---- Stored rows

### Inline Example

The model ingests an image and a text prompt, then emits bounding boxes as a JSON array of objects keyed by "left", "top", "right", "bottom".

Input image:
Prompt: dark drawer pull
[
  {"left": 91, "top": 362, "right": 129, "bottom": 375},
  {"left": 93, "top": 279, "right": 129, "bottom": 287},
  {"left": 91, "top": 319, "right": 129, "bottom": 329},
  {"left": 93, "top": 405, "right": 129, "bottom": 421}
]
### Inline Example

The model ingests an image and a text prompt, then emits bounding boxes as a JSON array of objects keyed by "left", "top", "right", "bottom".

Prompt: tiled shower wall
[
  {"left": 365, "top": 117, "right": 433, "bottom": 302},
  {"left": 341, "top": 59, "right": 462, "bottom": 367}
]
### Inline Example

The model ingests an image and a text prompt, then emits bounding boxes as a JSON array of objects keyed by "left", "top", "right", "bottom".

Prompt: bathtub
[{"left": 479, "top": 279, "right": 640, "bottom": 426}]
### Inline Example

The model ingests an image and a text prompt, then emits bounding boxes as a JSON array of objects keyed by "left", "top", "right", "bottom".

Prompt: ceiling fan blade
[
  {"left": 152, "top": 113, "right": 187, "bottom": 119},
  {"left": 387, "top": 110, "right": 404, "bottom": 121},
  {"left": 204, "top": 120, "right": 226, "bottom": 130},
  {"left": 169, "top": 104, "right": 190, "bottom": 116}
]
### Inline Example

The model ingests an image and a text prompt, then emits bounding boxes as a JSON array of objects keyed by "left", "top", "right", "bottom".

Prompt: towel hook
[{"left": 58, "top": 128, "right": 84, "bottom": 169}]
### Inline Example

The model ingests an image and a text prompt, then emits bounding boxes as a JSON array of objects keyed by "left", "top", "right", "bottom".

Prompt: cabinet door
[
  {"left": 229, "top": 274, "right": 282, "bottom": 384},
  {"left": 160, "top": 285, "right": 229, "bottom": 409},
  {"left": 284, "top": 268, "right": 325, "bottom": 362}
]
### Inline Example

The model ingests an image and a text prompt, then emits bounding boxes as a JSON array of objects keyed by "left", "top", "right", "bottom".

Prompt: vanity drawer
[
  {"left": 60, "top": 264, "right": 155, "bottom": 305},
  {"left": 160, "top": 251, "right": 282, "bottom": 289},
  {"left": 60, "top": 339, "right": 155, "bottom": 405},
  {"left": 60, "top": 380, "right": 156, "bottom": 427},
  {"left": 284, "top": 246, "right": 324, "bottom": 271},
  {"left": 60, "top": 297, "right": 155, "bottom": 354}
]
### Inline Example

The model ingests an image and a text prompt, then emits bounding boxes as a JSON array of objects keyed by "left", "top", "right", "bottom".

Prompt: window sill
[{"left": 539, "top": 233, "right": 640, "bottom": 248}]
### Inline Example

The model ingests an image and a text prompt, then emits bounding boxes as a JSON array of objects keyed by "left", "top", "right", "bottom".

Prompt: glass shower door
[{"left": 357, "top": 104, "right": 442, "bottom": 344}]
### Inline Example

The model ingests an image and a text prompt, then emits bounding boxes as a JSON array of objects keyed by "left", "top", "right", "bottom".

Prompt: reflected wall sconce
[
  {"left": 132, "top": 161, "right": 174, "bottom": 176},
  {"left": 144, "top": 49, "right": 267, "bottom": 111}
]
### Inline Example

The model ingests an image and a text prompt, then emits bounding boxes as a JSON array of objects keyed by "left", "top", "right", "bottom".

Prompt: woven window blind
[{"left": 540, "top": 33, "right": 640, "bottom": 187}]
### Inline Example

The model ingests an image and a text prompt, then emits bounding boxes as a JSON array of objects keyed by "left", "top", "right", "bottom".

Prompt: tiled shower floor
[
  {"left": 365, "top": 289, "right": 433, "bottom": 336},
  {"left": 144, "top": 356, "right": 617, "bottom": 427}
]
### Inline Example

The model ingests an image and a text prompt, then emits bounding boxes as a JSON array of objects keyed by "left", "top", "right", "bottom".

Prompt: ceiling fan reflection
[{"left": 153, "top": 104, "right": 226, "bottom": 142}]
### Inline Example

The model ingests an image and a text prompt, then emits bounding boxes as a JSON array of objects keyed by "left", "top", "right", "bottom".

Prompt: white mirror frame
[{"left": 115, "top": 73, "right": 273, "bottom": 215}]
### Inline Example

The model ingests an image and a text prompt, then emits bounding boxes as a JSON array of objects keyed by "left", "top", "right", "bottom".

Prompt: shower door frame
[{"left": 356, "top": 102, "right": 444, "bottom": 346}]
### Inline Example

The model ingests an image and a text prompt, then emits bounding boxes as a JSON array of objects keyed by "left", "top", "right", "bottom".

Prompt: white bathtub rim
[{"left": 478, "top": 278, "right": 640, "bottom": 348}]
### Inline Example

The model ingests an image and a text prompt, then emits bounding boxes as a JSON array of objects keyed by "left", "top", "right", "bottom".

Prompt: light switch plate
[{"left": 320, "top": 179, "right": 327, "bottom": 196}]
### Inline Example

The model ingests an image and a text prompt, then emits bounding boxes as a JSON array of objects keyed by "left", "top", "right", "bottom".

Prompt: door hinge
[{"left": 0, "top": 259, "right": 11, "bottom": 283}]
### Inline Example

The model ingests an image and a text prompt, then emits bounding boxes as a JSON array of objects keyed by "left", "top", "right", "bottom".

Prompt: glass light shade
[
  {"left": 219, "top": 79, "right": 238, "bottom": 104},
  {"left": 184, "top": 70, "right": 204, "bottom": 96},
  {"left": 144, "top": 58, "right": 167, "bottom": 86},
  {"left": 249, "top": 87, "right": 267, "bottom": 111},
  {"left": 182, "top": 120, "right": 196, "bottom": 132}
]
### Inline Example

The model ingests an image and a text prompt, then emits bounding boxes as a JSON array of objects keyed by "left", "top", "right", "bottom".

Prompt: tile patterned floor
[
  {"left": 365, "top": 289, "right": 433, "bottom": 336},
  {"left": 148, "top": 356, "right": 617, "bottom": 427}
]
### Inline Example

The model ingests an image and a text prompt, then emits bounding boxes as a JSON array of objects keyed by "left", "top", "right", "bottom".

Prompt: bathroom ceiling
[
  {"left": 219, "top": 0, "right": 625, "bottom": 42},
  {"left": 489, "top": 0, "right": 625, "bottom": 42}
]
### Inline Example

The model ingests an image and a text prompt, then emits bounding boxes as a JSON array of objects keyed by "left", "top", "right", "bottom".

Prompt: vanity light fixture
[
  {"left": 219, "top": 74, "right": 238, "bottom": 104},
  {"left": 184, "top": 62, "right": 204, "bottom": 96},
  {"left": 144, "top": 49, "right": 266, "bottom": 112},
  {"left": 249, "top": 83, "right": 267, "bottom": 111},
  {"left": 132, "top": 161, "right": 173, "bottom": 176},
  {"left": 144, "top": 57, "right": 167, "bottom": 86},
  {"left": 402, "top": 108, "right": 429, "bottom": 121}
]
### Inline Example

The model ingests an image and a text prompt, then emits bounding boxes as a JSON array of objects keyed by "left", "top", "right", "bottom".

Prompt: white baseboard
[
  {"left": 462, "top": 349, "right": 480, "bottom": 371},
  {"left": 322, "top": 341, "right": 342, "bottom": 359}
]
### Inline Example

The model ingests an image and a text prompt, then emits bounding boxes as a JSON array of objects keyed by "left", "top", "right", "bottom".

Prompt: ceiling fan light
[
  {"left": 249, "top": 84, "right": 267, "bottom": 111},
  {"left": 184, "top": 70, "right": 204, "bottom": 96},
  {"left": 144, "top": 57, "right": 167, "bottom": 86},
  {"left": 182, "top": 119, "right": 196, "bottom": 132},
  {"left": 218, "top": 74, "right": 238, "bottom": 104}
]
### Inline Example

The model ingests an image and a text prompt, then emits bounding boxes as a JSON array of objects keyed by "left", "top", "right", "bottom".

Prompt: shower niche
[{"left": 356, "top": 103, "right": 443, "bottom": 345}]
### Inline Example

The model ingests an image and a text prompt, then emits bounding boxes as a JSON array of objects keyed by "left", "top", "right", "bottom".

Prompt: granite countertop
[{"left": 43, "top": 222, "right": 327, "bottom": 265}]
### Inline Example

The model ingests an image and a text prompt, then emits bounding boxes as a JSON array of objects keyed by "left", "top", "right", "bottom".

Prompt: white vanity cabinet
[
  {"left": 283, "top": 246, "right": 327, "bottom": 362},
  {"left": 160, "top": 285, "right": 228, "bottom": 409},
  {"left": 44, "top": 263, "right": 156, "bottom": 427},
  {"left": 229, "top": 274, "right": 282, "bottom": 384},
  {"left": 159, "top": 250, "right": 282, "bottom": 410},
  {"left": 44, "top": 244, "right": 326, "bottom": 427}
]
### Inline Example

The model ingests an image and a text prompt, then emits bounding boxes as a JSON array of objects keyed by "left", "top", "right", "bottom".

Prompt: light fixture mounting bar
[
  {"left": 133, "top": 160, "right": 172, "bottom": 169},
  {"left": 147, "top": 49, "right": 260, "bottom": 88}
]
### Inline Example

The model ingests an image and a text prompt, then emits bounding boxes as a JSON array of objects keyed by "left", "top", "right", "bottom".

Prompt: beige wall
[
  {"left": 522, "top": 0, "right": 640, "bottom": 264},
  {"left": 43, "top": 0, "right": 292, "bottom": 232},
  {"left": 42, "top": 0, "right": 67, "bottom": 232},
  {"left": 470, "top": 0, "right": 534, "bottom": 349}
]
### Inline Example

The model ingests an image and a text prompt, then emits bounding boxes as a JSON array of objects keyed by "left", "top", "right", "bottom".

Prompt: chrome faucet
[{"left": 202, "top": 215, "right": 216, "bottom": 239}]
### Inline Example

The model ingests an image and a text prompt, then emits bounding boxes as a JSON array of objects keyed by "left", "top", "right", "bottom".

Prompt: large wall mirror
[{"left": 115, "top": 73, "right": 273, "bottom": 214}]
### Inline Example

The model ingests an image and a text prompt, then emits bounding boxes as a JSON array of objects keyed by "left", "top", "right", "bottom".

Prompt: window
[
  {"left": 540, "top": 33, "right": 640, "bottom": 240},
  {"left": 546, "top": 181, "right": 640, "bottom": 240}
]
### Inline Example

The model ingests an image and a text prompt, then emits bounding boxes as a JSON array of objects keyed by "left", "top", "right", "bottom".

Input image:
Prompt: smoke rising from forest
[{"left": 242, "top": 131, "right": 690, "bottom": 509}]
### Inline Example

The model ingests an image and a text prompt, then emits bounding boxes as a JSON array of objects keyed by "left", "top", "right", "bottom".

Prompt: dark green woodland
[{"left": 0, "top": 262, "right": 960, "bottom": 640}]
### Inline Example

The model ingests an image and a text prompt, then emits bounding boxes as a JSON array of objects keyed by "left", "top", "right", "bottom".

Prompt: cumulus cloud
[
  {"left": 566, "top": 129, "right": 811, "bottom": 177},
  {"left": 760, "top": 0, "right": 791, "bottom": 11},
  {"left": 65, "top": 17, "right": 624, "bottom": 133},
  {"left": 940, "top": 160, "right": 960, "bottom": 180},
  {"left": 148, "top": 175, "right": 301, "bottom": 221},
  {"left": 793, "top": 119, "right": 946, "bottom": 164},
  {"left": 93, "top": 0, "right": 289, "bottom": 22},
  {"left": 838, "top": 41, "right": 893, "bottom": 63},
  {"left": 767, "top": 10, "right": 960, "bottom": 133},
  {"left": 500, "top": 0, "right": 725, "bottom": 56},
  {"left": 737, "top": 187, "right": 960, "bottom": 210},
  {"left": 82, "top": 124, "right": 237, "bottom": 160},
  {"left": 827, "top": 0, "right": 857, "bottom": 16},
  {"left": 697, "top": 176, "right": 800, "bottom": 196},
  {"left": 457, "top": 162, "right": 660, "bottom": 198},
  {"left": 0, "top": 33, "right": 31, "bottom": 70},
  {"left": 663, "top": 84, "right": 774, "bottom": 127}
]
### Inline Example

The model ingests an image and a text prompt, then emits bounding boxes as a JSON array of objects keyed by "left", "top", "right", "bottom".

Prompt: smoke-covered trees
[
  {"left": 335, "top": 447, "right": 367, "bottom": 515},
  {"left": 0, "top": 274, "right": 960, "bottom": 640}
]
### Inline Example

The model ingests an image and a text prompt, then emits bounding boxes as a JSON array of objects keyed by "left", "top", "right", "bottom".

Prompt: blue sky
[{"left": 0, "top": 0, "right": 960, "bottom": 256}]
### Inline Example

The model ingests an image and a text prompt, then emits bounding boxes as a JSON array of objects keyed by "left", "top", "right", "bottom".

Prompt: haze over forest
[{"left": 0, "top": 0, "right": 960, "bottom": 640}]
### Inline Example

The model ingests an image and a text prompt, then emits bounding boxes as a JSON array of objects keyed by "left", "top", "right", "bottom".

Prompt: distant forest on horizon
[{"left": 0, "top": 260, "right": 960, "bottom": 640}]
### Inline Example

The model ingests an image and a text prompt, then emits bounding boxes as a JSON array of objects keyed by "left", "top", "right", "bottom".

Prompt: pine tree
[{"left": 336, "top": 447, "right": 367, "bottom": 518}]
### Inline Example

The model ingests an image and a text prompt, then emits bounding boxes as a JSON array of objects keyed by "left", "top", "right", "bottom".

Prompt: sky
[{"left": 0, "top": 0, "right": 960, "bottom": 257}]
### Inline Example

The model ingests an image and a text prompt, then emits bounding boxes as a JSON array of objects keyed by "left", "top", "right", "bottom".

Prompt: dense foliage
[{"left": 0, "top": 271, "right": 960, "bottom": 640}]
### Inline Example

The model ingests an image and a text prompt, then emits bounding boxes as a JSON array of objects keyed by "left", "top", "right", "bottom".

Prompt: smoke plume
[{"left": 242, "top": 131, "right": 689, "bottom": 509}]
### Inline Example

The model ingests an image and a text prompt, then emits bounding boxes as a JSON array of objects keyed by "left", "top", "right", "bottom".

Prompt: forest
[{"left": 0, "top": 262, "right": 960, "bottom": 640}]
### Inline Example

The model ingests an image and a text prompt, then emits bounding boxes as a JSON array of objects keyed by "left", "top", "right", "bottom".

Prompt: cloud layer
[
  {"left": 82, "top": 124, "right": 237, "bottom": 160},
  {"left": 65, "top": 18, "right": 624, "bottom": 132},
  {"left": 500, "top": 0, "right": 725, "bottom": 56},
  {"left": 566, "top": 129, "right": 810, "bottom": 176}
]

--------

Aim
List every line in the records that contains the string "smoke". Treat uppercase and lowercase as different.

Correct output
Prompt: smoke rising from forest
Prompt: smoke-covered trees
Prompt: smoke plume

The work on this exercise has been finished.